Object detection data:
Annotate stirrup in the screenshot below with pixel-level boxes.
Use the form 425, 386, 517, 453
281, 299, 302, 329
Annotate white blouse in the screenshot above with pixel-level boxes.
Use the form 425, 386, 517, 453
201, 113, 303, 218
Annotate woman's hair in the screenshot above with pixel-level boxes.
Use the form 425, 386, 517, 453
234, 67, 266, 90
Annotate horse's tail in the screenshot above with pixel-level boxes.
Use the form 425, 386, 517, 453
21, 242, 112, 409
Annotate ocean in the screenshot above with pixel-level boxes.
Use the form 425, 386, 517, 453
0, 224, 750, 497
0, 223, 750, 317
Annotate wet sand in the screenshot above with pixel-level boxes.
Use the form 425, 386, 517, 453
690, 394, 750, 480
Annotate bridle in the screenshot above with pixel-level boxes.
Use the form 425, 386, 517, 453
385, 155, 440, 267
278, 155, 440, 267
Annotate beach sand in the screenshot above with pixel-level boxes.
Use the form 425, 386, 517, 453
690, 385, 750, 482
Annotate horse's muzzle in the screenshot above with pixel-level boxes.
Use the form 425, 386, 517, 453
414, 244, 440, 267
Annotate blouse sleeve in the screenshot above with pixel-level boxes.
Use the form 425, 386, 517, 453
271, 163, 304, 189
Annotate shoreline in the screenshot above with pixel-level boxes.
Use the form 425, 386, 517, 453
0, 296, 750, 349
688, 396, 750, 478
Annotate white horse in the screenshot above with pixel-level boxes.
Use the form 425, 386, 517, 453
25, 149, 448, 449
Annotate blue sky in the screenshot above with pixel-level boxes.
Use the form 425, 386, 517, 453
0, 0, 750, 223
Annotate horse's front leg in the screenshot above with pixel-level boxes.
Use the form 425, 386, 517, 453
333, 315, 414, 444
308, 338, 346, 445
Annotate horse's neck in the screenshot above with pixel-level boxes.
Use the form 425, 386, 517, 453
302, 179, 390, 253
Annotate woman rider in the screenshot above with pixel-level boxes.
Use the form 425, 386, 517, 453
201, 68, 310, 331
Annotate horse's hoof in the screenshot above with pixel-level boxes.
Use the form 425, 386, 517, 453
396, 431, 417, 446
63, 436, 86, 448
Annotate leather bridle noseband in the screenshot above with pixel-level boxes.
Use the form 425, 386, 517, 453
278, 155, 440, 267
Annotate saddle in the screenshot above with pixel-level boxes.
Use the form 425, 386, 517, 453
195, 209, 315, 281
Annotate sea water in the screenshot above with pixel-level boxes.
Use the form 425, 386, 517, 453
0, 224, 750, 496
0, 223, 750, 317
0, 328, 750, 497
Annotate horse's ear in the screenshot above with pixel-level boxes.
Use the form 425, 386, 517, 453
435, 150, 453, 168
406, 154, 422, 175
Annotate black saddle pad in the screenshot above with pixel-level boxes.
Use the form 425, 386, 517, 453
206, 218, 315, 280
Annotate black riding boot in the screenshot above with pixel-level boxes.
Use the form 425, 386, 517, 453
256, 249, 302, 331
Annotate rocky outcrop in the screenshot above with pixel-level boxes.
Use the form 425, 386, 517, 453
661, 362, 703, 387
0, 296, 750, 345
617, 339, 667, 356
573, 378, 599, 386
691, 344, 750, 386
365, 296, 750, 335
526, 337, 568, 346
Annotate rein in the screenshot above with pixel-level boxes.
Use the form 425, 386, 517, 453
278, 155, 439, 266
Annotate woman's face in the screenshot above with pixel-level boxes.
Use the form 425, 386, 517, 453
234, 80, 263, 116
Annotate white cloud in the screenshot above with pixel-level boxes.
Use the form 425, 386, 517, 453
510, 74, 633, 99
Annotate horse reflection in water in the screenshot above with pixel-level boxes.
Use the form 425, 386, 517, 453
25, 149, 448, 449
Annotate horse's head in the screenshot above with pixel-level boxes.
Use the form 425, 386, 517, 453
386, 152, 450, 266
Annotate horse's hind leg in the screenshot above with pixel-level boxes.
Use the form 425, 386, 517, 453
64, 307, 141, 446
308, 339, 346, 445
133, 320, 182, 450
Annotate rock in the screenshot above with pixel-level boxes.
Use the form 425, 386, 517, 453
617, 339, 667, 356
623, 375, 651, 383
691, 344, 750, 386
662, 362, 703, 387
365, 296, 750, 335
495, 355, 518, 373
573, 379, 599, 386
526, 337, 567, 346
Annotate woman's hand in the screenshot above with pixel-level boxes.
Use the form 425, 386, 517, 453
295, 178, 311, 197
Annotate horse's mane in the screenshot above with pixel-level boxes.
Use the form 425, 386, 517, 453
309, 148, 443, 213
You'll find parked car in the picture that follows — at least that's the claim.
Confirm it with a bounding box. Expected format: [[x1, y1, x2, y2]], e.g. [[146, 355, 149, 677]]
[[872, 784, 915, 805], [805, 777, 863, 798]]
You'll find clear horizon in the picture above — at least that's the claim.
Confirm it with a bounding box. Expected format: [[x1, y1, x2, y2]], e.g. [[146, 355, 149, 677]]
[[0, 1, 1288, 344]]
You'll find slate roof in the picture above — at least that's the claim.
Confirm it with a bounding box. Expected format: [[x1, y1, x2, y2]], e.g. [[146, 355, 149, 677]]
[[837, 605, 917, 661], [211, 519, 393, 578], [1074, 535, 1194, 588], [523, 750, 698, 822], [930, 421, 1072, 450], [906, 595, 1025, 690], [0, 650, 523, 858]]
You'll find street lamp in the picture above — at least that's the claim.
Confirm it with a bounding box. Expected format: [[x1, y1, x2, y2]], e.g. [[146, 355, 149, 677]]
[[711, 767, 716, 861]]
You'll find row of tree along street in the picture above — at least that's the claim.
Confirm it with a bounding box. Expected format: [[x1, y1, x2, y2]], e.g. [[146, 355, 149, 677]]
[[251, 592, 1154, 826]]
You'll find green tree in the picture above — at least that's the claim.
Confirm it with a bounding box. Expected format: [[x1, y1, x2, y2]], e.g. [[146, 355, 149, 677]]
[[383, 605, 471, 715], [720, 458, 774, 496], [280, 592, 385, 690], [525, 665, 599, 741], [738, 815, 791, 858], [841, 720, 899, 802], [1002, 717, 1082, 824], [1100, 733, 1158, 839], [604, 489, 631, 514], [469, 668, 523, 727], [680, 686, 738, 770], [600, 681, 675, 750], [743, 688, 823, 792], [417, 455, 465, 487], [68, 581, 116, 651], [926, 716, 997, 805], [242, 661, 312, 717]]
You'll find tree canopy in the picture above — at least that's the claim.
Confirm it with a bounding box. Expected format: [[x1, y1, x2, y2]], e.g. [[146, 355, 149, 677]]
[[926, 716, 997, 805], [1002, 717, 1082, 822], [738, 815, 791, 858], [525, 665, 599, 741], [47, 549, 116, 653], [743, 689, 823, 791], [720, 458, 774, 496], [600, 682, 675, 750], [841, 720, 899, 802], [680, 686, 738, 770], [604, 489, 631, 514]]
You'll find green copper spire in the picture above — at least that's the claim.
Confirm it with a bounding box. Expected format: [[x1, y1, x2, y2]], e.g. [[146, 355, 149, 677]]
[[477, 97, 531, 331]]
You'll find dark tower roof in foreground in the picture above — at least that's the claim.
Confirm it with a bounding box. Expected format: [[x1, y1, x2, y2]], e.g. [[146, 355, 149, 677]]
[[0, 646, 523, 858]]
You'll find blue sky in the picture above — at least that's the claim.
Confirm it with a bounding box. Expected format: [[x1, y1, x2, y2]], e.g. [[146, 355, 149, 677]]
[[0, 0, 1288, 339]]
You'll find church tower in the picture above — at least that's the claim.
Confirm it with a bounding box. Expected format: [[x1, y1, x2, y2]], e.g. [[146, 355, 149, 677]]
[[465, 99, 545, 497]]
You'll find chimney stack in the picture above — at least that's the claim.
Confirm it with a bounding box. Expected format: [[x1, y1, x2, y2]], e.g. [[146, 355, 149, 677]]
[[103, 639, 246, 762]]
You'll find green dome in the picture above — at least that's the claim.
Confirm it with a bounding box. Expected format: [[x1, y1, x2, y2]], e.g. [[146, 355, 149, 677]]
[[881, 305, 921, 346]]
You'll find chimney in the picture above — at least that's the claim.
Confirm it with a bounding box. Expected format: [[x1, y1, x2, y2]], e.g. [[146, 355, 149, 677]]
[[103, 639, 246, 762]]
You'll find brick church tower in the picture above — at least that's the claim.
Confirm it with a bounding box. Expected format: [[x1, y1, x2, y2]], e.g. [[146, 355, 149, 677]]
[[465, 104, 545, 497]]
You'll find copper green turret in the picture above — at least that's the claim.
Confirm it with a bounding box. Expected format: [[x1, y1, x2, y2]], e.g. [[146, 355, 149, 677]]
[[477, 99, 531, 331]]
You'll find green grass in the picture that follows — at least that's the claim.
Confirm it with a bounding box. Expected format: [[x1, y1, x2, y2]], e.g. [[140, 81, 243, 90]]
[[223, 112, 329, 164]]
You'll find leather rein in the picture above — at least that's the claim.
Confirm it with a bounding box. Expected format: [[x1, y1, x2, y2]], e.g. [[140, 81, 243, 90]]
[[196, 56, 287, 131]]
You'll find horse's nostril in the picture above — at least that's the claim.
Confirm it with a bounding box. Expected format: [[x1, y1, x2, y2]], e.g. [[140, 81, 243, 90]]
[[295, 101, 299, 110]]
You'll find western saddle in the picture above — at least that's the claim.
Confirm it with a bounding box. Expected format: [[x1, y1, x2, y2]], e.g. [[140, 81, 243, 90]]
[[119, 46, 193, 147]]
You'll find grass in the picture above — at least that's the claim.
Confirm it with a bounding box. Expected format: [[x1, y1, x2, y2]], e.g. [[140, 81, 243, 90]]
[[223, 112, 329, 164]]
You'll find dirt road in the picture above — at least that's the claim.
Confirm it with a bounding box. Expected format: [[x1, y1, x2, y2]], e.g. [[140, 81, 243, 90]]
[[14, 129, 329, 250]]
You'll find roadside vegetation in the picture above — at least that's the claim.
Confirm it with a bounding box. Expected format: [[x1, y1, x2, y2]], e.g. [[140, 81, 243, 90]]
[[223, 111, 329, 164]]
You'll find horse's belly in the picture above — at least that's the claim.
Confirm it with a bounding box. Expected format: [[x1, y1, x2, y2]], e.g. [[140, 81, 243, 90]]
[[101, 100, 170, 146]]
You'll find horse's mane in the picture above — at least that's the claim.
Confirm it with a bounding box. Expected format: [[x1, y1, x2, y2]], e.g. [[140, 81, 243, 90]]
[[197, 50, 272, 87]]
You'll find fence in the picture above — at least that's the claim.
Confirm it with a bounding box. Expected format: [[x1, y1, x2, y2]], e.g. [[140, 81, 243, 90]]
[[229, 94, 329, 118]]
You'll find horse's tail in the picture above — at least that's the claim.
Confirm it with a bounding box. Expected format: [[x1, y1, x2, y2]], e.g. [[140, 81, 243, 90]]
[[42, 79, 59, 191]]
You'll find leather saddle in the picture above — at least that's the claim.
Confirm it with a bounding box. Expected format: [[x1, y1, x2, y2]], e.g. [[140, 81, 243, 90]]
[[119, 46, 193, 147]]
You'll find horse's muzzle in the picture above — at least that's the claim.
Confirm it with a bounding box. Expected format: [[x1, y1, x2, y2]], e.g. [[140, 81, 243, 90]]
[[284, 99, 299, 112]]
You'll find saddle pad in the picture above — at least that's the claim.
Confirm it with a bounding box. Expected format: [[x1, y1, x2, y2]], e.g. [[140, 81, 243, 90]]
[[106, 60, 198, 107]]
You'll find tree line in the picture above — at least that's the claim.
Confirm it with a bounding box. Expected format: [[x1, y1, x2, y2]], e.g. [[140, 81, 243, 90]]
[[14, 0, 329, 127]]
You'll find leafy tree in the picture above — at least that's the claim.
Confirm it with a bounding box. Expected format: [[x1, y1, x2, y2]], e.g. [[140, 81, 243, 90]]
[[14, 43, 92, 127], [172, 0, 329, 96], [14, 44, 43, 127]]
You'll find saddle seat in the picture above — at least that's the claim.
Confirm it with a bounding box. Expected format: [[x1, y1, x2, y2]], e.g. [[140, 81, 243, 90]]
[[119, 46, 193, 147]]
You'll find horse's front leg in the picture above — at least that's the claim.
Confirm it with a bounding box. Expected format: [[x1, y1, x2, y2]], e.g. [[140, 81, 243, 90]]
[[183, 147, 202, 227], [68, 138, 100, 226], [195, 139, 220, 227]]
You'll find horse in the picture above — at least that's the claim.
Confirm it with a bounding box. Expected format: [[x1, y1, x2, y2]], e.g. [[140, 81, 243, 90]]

TASK BRIEF: Rewrite the part that opens with the line containing "Annotate bridle in" and closes with the line containing "690, 385, 750, 482", putting "bounding boxes" wherever "pixel-level boxes" appears and keeping everything else the same.

RIGHT ANSWER:
Annotate bridle in the screenshot above with bounding boxes.
Use the form 425, 386, 517, 453
385, 155, 440, 267
278, 155, 440, 267
Annotate beach sand in the screenshot above with bounding boxes.
Use the form 425, 386, 517, 453
690, 385, 750, 482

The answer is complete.